> _WHAT TO PRODUCE_
Reproduce every record below exactly as it appears.

##########

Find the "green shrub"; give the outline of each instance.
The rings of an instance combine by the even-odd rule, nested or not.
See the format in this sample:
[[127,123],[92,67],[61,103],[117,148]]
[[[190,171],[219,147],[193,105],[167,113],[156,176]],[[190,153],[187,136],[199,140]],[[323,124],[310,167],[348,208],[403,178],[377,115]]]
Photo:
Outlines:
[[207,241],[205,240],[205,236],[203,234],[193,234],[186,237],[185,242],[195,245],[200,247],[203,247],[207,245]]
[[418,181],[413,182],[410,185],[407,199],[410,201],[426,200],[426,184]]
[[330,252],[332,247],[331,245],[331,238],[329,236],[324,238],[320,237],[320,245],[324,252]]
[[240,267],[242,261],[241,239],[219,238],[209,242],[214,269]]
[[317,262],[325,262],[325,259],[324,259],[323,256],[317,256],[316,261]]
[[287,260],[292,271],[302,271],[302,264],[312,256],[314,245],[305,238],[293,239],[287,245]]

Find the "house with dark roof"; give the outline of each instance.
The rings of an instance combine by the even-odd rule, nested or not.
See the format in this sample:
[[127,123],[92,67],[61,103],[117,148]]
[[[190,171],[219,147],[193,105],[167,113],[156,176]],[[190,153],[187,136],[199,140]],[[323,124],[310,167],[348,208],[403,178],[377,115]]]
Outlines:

##########

> _COMPLETED EXERCISE_
Find the "green shrub"; give the outline of each instance.
The rings of an instance combine by the even-odd rule, nested or not.
See the format in this sample:
[[127,123],[92,67],[61,103],[117,148]]
[[[190,171],[219,147],[193,105],[167,113],[156,176]],[[190,153],[187,136],[199,140]],[[323,124],[310,167],[348,208],[403,178],[377,115]]]
Photo:
Outlines:
[[207,241],[205,240],[205,236],[203,234],[193,234],[186,237],[185,242],[195,245],[200,247],[203,247],[207,245]]
[[418,181],[413,182],[410,185],[407,199],[410,201],[426,200],[426,184]]
[[330,252],[332,247],[331,245],[331,238],[329,236],[324,238],[320,237],[320,245],[324,252]]
[[240,267],[242,261],[241,239],[219,238],[209,242],[214,269]]
[[317,262],[325,262],[325,259],[324,259],[323,256],[317,256],[316,261]]
[[287,260],[292,271],[302,271],[302,264],[312,256],[314,245],[305,238],[293,239],[287,245]]

Find the "house with dark roof"; give the outline of each instance.
The rings of an instance combine by the even-odd rule, nested or not.
See the format in this sample:
[[127,123],[92,67],[61,103],[117,148]]
[[[190,171],[219,147],[193,105],[167,113],[156,176]],[[190,153],[187,136],[199,140]],[[323,124],[310,167],[348,208],[403,178],[377,115]]]
Outlines:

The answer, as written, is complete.